Work to be completed: Edit the data below so that every "Reviewer note" becomes "Annotator note", and leave everything else unchanged.

Data excerpts:

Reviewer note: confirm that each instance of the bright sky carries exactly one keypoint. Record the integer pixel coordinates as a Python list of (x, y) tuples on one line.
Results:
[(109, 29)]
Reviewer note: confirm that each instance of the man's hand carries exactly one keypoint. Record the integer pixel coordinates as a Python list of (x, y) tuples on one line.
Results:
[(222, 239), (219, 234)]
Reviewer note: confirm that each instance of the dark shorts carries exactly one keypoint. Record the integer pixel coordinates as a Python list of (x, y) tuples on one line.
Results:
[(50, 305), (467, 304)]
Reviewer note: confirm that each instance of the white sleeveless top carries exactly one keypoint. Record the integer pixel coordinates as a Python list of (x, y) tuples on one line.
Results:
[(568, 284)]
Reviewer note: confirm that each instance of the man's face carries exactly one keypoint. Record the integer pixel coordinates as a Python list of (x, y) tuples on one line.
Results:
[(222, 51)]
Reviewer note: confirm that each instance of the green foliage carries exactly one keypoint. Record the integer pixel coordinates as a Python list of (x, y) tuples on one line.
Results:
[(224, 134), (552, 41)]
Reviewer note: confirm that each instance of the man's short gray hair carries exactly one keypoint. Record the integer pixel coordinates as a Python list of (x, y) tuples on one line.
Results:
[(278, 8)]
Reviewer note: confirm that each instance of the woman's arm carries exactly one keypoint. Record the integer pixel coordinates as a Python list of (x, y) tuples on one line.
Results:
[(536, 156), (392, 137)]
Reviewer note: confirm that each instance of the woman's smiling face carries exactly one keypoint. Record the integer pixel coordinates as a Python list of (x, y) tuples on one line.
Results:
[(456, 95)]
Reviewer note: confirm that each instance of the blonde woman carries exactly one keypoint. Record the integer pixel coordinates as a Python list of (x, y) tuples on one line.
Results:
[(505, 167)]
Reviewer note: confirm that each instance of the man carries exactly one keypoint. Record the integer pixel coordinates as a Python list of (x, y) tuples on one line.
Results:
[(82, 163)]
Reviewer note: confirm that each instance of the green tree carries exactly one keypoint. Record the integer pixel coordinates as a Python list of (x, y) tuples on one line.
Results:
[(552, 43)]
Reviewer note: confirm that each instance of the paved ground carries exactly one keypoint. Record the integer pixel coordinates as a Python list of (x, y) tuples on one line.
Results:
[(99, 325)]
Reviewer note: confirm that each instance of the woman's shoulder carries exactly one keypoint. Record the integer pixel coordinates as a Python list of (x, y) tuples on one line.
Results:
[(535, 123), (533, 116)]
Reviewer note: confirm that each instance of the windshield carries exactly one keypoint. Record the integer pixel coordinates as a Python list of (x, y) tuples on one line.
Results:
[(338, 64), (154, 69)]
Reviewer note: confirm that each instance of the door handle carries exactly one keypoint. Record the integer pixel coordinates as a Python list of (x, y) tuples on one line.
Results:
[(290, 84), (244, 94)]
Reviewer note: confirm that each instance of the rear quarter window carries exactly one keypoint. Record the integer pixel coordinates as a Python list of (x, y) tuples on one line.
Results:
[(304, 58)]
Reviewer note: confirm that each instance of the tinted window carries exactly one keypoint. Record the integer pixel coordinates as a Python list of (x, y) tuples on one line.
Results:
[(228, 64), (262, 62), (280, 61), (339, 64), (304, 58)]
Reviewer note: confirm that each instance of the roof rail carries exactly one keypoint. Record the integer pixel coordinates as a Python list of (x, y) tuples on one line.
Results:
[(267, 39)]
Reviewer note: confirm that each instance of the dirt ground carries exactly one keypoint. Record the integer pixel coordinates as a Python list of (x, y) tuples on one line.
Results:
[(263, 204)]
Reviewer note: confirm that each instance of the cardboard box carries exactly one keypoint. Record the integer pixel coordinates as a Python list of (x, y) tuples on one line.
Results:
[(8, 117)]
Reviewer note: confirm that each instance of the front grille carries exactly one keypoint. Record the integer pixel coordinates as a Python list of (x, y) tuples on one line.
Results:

Correct answer:
Annotator note: confirm that each instance of the bright sky carries exactly one keypoint. Record the integer pixel coordinates as a Python list of (x, y) tuples on one line.
Results:
[(109, 29)]
Annotator note: confirm that each instance of the man's hand carries exactly one keypoint. Record the integer pixel coordinates as a Python list of (x, y) tuples on one line.
Results:
[(222, 239), (219, 234)]
Annotator note: confirm that each instance of the dark shorts carries exactly one keypoint. Record the integer pixel coordinates as a Python list of (x, y) tuples on one line.
Results:
[(50, 305), (467, 304)]
Annotator note: confirm that each instance of the white sleeveless top carries exactly one keypoint. Record the integer pixel coordinates as a Python list of (x, y) tuples on one line.
Results:
[(568, 284)]
Annotator note: confirm that each instance of the man's face carries exactly one keypoint. Record the integer pixel coordinates as a Python list of (x, y) tuples on one line.
Results:
[(222, 51)]
Annotator note: confirm that each instance of the green foliage carries exactly one keypoint. Record the integer pixel coordinates as a Python list of (x, y) tuples on one line.
Results:
[(224, 134), (552, 41)]
Annotator note: confirm that each instance of the man's short gray hair carries exactly one keypoint. Record the integer pixel coordinates as a Python list of (x, y) tuples on one line.
Results:
[(278, 8)]
Annotator note: confirm that each instance of the woman's arm carries exactly one keypoint. Record the integer pixel coordinates as a Python list of (x, y) tuples on one line.
Results:
[(536, 156), (392, 137)]
Annotator note: confirm that each instance of the woman's smiling face carries exactly one keypoint. Record the integer pixel coordinates as a Python list of (x, y) tuples on one line.
Results:
[(456, 95)]
Annotator note: confirm that each instance of the blonde woman carries exactly one keypoint. Record the integer pixel coordinates as a Python list of (x, y) tuples on one line.
Results:
[(505, 167)]
Annotator note: confirm that each instance of the man carries exactly one keypoint. Record the integer pixel coordinates as a Python list of (x, y) tuples on one line.
Results:
[(82, 163)]
Annotator note: confirm that each instance of the green tree carries exactly one keypoint. Record the integer pixel coordinates as a Python list of (x, y) tuples on one line.
Results:
[(552, 43)]
Annotator note: confirm that each instance of the paved ground carries exactly one keypoint. Record the integer pixel coordinates as a Python list of (x, y) tuples on one line.
Results:
[(99, 325)]
Annotator note: confirm that each instance of the woman's shoulder carries exactly one keypoint. Record the integer pixel coordinates as a Python list of (x, y) tuples on one line.
Results:
[(535, 123), (533, 116)]
Annotator note: confirm that each instance of the windshield carries exactly one keypoint. Record the integer pixel coordinates as a Python list of (x, y) tuples on one line.
Results:
[(338, 64), (154, 69)]
Annotator note: confirm that each instance of the door handle carries exactly one keypoint. Record the integer pixel coordinates as a Python list of (x, y) tuples on one line.
Results:
[(290, 84), (244, 94)]
Annotator note: confirm that each instance of the rear quarter window carries exactly one keypoint. Record the integer pixel coordinates as a Python list of (x, y) tuples on one line.
Results:
[(304, 58)]
Annotator note: confirm that each instance of the tinted window carries exactly one keypoint. Record the integer pixel coordinates as a Python list of (x, y) tuples on one line.
Results:
[(228, 64), (262, 62), (280, 61), (339, 64), (304, 58)]
Annotator note: confirm that each instance of the roof rail carries exactly one keypoint. Record the integer pixel coordinates as a Python list of (x, y) tuples on one line.
Results:
[(267, 39)]
Annotator note: confirm that each instance of the dirt ground carries exactly one keypoint. Record the integer pixel coordinates as a Python list of (x, y) tuples on one line.
Results:
[(263, 204)]
Annotator note: confirm that each instance of the cardboard box carries exactly one keypoint. Record the integer pixel coordinates as a Python list of (x, y) tuples on one line.
Results:
[(8, 117)]
Annotator note: confirm that each instance of the front grille carries exactly one keypoint. Record the integer pixel coordinates as a Python list of (x, y) tuples on one line.
Results:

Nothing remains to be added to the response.